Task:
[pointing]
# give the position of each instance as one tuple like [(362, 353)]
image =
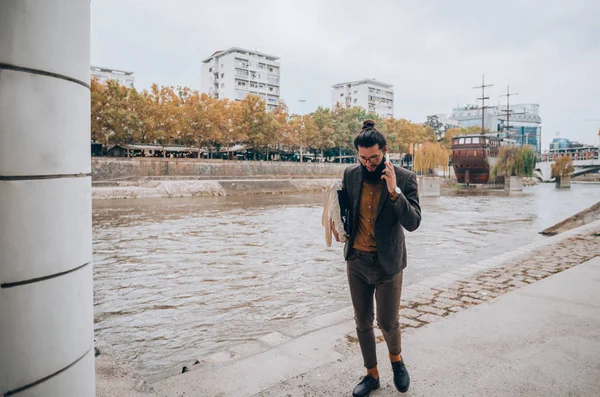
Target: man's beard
[(373, 176)]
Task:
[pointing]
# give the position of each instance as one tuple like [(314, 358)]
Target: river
[(178, 279)]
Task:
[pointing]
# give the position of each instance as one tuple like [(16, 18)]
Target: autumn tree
[(258, 125)]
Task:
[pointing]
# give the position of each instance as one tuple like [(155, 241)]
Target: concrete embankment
[(582, 218), (194, 188), (108, 168), (115, 377), (442, 317)]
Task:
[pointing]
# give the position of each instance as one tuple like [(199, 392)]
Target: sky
[(433, 52)]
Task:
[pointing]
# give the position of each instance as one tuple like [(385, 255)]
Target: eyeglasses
[(372, 159)]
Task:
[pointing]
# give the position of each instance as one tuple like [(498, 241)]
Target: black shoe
[(401, 378), (366, 385)]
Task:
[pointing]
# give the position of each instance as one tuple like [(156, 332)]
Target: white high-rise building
[(369, 94), (236, 73), (123, 77)]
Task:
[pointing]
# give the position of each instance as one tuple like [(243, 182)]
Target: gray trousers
[(367, 279)]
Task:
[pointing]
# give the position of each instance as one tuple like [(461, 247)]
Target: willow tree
[(563, 167), (514, 161), (430, 156)]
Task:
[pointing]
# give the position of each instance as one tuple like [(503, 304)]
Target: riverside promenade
[(525, 323)]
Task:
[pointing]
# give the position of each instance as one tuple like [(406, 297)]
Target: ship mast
[(508, 95), (482, 99)]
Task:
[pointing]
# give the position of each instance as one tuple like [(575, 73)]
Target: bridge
[(543, 169)]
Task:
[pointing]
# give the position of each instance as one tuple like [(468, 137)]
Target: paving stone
[(440, 304), (429, 318), (409, 313), (448, 295), (218, 358), (274, 338), (431, 309), (410, 322), (468, 299)]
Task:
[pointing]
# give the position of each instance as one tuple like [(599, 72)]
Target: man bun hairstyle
[(369, 136)]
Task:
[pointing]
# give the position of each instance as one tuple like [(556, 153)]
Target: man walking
[(383, 201)]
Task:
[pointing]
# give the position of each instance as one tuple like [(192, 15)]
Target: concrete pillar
[(513, 184), (563, 182), (430, 186), (46, 301)]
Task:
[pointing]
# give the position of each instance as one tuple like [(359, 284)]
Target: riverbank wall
[(584, 217), (123, 169), (199, 188)]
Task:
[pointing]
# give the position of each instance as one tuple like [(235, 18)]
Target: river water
[(178, 279)]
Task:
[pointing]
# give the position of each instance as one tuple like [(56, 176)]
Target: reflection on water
[(177, 279)]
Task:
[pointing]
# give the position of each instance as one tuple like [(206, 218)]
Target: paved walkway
[(513, 325), (542, 340)]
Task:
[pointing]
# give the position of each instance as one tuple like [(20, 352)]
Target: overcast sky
[(433, 52)]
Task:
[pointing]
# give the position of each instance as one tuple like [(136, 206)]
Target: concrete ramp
[(257, 187), (582, 218)]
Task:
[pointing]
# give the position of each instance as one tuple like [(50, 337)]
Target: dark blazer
[(392, 216)]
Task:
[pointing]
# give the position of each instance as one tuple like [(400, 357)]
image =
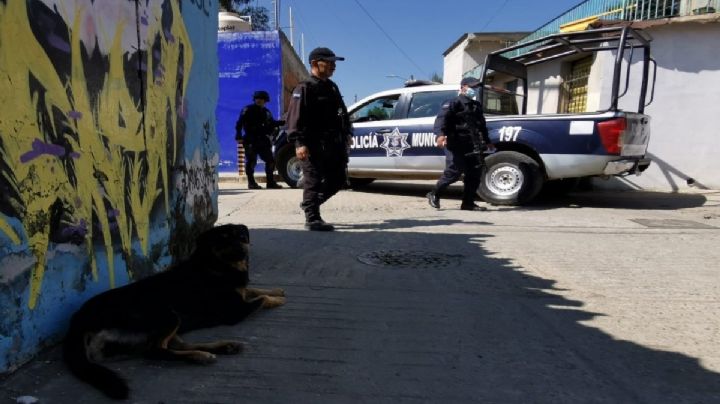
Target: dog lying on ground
[(147, 317)]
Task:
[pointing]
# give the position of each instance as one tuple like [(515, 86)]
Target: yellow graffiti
[(118, 169)]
....................
▶ _SET TASK_
Arrange every line of the records above as a JSON list of strings, one string per line, with blank lines omitted and the pictures left out.

▶ _ANSWER TO THE PROBLEM_
[
  "Task:",
  "[pointing]",
  "# give the position of each instance as one tuple like [(362, 353)]",
  "image =",
  "Target: man's beard",
  "[(373, 176)]",
  "Task:",
  "[pointing]",
  "# give the position of each instance as one tuple like [(314, 358)]",
  "Target: river",
  "[(178, 279)]",
  "Task:",
  "[pointing]",
  "# give the position of each instance as one tuple like [(16, 18)]",
  "Target: autumn tree",
  "[(258, 125)]",
  "Task:",
  "[pointing]",
  "# give the position of each instance as one tuple like [(155, 241)]",
  "Target: concrete embankment",
  "[(582, 218), (194, 188), (108, 168), (115, 377), (442, 317)]",
  "Task:",
  "[pointing]",
  "# give the position of each instance as one tuple like [(199, 392)]",
  "Target: sky",
  "[(433, 52)]",
  "Task:",
  "[pointing]",
  "# give the position of each instance as one tuple like [(385, 255)]",
  "Target: eyeglasses",
  "[(372, 159)]",
  "Task:",
  "[pointing]",
  "# give the position of each instance as one tuple like [(498, 241)]",
  "Target: black shoe",
  "[(401, 378), (366, 385)]",
  "Task:",
  "[pointing]",
  "# give the position of each instance as one tuple like [(156, 332)]",
  "Target: white high-rise building",
  "[(369, 94), (236, 73), (123, 77)]",
  "Task:",
  "[pointing]",
  "# give the position of each instance as one tuple like [(243, 182)]",
  "Target: gray trousers",
  "[(367, 279)]",
  "Task:",
  "[pointing]",
  "# give the position of each instance as one tuple like [(461, 247)]",
  "Target: willow tree",
  "[(563, 167), (514, 161), (430, 156)]",
  "Task:",
  "[pointing]",
  "# give the position of each instance as one tuple like [(503, 304)]",
  "Target: riverside promenade",
  "[(525, 323)]",
  "Task:",
  "[pointing]",
  "# give the position of each instance as one tuple like [(406, 297)]",
  "Target: ship mast",
  "[(508, 95), (482, 99)]",
  "Task:",
  "[pointing]",
  "# give the position of each instance as one tuple like [(575, 73)]",
  "Target: bridge",
  "[(543, 169)]",
  "Task:",
  "[pointing]",
  "# give the position of each instance as one tuple like [(468, 137)]",
  "Target: paving stone",
  "[(440, 304), (429, 318), (409, 313), (448, 295), (218, 358), (274, 338), (431, 309), (410, 322), (468, 299)]",
  "Task:",
  "[pointing]",
  "# give the position of each instance as one tuple like [(599, 72)]",
  "Target: man bun hairstyle",
  "[(369, 136)]",
  "Task:",
  "[pointing]",
  "# give the position of each instance as one tuple like [(556, 153)]",
  "Target: man walking",
  "[(383, 201)]",
  "Task:",
  "[pointing]",
  "# give the position of each instance as one tuple like [(192, 15)]",
  "Target: concrete pillar",
  "[(513, 184), (563, 182), (430, 186), (46, 301)]",
  "Task:",
  "[pointing]",
  "# give the position of each instance as one tuple like [(359, 284)]",
  "Target: riverbank wall",
  "[(584, 217), (123, 169), (199, 188)]",
  "Task:",
  "[pointing]",
  "# give the position of each instance as one tuple like [(235, 18)]",
  "Target: river water",
  "[(178, 279)]",
  "Task:",
  "[pointing]",
  "# give the position of each instance as one tuple like [(56, 176)]",
  "Target: reflection on water",
  "[(177, 279)]",
  "Task:",
  "[pointing]",
  "# give the position of each instance as one tuple like [(206, 218)]",
  "Target: paved walkway",
  "[(513, 325), (542, 340)]",
  "Task:",
  "[pointing]",
  "# give the position of each instance as one tuple like [(20, 352)]",
  "Target: overcast sky",
  "[(433, 52)]",
  "Task:",
  "[pointing]",
  "# give the position of each instance as one tuple like [(136, 206)]",
  "Target: concrete ramp",
  "[(257, 187), (582, 218)]",
  "Task:",
  "[pointing]",
  "# give the position of each instance as one tuple like [(50, 337)]",
  "Target: dark blazer",
  "[(392, 216)]",
  "Task:",
  "[pointing]",
  "# give the position of each instance as one tuple like [(400, 357)]",
  "image =",
  "Target: dog lying on ground",
  "[(147, 317)]",
  "Task:",
  "[pointing]",
  "# give the position of each instance as one tuple like [(515, 86)]",
  "Target: yellow graffiti",
  "[(118, 169)]"
]